### [SET PROBLEM]
Reproduce exactly the lines from the line containing "locate: street light" through the end of the records below, including both ends, and nothing else.
■ ■ ■ ■ ■ ■ ■
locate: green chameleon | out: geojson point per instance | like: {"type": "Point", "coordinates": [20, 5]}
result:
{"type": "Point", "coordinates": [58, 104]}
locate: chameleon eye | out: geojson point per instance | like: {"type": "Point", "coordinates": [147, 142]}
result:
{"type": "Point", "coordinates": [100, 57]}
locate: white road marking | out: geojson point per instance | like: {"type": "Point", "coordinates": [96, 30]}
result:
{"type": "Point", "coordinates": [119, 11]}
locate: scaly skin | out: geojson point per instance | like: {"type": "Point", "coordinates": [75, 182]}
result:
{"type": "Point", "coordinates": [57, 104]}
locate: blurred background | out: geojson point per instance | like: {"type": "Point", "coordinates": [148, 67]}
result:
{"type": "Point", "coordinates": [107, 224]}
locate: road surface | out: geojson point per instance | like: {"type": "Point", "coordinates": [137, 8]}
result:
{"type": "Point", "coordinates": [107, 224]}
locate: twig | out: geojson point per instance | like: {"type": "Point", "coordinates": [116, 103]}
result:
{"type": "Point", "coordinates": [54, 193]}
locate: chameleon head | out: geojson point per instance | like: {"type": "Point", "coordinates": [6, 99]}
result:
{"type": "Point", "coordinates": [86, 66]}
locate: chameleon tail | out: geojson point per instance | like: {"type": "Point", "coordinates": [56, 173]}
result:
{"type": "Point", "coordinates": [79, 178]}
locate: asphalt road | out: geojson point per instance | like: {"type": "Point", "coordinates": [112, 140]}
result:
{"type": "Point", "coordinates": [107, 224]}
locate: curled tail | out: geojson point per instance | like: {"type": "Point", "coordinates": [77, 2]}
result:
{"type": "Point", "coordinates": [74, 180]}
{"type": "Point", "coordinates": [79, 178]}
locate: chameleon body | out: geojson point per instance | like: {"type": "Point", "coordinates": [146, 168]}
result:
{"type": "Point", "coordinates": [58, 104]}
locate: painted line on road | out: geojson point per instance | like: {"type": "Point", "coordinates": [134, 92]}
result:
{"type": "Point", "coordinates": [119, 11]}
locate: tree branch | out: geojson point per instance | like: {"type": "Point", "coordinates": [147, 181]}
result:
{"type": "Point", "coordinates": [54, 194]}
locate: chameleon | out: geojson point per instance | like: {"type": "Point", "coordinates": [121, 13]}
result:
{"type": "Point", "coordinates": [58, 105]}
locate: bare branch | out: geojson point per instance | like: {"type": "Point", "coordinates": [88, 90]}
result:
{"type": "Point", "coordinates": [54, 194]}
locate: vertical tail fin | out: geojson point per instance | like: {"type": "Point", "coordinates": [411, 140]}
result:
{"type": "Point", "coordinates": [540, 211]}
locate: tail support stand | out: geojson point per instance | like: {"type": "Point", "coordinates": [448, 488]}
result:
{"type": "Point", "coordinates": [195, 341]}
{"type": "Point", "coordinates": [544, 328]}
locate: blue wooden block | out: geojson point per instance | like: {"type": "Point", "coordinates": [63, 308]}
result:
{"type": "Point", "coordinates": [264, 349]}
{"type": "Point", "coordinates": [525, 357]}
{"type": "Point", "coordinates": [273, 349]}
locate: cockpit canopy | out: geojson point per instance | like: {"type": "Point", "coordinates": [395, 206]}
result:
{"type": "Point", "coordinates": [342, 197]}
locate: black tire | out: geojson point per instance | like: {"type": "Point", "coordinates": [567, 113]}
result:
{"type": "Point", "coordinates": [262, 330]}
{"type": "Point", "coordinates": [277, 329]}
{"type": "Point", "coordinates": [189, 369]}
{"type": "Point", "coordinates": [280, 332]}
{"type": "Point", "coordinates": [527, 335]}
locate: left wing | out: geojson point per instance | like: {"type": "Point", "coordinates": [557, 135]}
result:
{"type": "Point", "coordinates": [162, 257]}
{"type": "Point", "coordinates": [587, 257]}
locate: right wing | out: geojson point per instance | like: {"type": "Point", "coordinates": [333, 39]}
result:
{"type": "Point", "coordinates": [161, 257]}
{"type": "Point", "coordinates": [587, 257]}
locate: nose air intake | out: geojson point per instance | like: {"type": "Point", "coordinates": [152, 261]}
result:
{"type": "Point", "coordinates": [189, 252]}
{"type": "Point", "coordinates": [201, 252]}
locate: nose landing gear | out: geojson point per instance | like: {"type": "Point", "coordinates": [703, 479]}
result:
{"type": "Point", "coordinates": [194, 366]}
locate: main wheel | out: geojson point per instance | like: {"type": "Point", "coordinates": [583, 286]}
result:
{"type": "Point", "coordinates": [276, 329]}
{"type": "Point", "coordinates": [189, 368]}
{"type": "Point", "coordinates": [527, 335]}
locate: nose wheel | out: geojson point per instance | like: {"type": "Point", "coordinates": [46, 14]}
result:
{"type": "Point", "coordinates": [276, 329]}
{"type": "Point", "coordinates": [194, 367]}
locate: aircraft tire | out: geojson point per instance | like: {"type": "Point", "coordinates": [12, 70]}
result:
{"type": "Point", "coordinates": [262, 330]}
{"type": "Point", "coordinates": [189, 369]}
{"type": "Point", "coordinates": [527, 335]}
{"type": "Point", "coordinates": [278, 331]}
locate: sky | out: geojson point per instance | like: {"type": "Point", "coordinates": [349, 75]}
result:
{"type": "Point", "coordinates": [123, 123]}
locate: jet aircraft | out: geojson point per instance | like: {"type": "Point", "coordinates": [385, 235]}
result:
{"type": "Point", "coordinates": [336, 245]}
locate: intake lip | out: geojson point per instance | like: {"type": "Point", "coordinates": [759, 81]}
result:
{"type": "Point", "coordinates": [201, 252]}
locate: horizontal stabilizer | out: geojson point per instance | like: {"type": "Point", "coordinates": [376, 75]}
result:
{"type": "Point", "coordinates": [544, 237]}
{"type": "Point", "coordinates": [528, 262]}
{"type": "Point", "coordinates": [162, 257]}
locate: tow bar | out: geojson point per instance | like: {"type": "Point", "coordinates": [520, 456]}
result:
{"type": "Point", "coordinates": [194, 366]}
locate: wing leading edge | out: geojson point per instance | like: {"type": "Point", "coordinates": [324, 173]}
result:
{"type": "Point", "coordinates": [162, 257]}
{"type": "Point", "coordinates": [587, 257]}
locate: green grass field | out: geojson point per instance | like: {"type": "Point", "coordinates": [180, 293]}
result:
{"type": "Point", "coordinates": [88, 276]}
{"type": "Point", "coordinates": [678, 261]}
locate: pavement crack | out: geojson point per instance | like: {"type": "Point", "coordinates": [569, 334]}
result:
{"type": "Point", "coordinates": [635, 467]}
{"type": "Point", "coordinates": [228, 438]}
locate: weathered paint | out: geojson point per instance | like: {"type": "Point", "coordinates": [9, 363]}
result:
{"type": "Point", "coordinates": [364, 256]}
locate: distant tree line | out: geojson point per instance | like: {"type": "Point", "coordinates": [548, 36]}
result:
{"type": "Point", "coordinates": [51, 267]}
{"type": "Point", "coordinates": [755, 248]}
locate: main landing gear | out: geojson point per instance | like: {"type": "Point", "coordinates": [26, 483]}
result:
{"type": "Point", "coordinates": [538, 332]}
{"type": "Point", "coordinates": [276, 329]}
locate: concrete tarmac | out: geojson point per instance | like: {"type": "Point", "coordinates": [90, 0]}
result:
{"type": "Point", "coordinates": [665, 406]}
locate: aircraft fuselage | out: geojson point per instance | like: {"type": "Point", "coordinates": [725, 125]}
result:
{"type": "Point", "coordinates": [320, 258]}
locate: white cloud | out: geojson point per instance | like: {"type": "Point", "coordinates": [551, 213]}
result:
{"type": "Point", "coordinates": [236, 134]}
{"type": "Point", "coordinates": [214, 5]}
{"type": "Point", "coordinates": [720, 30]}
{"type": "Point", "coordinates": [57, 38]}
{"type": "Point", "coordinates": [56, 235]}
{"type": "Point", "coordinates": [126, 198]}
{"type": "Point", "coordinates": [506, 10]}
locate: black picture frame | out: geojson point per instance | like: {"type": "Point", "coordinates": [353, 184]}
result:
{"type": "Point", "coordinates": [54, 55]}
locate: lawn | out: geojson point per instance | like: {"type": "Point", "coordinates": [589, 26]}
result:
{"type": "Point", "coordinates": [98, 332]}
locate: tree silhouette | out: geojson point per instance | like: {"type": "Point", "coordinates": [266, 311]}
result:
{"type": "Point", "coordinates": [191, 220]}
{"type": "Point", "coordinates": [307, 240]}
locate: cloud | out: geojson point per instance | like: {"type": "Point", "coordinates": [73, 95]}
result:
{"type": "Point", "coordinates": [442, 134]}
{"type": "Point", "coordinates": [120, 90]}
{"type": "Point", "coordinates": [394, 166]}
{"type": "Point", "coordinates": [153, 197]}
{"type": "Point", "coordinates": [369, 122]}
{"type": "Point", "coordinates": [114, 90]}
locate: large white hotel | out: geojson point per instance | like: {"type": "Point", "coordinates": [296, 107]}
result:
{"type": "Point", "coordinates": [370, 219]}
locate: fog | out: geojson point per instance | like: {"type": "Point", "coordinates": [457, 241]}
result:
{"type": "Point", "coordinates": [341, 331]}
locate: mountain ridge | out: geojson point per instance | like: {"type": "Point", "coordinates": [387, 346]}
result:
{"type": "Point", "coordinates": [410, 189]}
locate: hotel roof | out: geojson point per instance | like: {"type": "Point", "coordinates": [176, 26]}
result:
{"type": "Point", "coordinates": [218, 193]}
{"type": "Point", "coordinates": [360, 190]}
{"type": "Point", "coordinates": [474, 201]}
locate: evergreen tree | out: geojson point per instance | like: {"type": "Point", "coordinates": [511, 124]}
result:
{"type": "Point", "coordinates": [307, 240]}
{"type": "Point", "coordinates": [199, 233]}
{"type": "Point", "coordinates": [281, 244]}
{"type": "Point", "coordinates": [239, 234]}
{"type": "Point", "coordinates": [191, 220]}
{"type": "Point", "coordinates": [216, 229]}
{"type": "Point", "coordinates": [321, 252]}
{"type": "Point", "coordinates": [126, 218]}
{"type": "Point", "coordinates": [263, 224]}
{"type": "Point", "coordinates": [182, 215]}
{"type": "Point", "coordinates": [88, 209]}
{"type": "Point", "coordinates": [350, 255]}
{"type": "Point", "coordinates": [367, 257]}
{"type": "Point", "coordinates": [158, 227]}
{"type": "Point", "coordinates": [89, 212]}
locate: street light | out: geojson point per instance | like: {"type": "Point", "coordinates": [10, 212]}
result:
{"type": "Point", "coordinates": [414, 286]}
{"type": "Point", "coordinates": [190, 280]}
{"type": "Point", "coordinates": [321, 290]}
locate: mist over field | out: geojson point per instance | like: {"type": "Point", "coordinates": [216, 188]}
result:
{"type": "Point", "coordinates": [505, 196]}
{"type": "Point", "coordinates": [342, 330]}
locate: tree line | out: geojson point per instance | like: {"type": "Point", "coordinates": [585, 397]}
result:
■ ■ ■ ■ ■ ■ ■
### [EXERCISE ANSWER]
locate: street light | out: geojson point per instance | like: {"type": "Point", "coordinates": [10, 212]}
result:
{"type": "Point", "coordinates": [414, 286]}
{"type": "Point", "coordinates": [190, 280]}
{"type": "Point", "coordinates": [321, 290]}
locate: mist over field | out: geojson point per instance | like: {"type": "Point", "coordinates": [216, 188]}
result:
{"type": "Point", "coordinates": [505, 196]}
{"type": "Point", "coordinates": [342, 330]}
locate: tree line | out: geojson point per instance | like: {"type": "Point", "coordinates": [585, 397]}
result:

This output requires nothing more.